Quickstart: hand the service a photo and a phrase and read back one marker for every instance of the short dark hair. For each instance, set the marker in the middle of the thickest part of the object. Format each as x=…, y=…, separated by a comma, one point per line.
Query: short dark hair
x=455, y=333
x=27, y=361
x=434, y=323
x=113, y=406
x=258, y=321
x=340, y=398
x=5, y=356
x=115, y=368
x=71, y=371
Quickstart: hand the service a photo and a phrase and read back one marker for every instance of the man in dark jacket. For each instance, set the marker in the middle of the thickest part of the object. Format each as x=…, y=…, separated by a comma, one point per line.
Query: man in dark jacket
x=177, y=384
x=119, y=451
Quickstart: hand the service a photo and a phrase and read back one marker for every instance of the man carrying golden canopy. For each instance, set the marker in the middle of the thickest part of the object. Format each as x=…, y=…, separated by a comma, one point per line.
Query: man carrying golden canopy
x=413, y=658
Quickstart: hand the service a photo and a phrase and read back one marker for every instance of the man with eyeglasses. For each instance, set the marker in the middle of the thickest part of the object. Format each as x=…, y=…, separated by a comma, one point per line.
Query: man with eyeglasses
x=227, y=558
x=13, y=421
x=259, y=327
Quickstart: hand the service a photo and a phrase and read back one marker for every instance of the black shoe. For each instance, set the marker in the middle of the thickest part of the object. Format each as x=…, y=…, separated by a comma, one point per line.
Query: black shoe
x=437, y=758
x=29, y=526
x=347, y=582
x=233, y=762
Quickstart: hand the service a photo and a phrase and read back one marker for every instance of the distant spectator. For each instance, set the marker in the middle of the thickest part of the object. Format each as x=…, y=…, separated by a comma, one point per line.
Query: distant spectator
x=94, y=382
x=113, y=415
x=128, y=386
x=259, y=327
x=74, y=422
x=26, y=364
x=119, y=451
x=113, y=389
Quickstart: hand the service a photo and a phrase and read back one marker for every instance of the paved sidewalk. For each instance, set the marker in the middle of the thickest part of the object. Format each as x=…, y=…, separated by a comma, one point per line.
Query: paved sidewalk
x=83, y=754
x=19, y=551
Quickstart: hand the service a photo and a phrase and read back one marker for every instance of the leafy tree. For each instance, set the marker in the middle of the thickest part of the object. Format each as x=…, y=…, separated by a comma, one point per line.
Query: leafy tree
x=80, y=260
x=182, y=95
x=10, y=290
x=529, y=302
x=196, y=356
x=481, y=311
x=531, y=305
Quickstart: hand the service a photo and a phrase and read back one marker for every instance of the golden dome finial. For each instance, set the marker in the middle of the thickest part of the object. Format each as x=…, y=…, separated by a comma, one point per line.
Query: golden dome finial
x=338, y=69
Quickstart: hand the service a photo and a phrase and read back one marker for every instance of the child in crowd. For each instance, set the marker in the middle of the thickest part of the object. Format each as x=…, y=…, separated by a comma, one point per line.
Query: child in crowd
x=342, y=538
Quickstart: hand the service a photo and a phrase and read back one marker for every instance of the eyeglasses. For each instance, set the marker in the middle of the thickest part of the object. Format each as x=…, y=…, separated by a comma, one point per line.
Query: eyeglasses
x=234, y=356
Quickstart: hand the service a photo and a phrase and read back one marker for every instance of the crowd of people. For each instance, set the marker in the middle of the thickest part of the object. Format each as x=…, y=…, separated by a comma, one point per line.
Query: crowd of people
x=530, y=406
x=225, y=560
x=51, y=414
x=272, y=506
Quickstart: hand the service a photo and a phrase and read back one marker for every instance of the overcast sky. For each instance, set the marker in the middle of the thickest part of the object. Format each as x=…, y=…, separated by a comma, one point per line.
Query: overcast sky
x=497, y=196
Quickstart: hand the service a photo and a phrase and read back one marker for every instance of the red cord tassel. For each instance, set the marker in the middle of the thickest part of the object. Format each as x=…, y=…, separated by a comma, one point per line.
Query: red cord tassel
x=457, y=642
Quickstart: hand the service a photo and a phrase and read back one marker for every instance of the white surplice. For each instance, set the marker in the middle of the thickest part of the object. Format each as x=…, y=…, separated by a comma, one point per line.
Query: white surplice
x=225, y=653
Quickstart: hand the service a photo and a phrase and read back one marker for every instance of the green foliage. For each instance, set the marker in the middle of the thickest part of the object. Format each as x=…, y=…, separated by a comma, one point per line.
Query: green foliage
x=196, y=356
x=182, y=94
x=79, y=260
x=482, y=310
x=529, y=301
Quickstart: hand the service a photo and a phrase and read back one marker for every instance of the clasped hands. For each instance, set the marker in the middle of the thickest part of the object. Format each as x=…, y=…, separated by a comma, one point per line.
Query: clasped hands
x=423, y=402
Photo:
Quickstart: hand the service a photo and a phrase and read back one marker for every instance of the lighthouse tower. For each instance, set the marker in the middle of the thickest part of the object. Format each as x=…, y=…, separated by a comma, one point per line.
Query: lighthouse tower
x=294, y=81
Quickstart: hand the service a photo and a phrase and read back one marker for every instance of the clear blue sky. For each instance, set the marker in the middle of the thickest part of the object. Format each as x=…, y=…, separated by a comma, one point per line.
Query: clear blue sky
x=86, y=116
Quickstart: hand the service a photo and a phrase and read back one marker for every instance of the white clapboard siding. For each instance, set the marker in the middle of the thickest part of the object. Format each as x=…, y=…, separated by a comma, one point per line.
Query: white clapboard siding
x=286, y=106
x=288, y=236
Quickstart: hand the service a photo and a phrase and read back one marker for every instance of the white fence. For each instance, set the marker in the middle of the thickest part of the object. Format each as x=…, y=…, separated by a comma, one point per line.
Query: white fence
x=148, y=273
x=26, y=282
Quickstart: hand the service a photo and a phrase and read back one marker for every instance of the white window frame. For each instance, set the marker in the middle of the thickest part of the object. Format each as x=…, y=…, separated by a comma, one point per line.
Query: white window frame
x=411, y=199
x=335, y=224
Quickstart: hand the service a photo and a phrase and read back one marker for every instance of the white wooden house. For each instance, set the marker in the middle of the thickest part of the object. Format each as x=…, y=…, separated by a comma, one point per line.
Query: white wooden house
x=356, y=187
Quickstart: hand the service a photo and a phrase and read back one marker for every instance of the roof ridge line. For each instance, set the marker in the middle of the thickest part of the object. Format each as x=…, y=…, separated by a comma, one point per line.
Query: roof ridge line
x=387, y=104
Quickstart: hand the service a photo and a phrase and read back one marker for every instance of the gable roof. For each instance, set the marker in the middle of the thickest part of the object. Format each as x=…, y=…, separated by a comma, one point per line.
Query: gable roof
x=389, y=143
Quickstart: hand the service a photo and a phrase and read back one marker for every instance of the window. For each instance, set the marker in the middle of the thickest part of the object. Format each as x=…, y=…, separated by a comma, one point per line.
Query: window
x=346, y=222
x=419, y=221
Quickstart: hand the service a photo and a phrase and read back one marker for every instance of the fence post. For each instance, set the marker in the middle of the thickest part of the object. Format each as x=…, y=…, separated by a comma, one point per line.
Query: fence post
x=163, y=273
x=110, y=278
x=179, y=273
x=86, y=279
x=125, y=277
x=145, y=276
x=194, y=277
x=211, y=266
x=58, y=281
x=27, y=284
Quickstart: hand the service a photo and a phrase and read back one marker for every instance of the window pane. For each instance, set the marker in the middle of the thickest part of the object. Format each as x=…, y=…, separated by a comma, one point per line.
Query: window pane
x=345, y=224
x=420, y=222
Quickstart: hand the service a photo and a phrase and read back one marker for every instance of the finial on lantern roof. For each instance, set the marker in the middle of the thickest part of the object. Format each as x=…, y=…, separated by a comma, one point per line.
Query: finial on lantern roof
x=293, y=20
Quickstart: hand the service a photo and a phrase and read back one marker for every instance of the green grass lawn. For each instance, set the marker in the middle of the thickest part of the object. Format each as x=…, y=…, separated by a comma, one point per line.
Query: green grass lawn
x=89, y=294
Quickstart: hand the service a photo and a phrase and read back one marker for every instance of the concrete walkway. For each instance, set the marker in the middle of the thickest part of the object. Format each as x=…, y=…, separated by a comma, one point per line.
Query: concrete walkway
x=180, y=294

-*-*-

PROBLEM REQUIREMENTS: Only the lines from the start of the listing through the line with "in dark jacket." should be repeated, each exactly as it stands.

EXPECTED OUTPUT:
Quickstart: hand the service a photo and a phrase and read back one marker for every instance of the short dark hair. For each instance, set the marker in the middle of the thickest part of the object. Format each as x=…, y=…, separated by a comma, one point per line.
Query: short dark hair
x=455, y=333
x=27, y=361
x=434, y=323
x=113, y=406
x=258, y=321
x=340, y=398
x=5, y=356
x=115, y=368
x=71, y=371
Quickstart: hand the service a photo and a phrase and read back one marker for every instance of the man in dark jacket. For each instance, set the marker in the middle of the thickest part of the object. Format each as x=…, y=…, separated by a comma, one point per line.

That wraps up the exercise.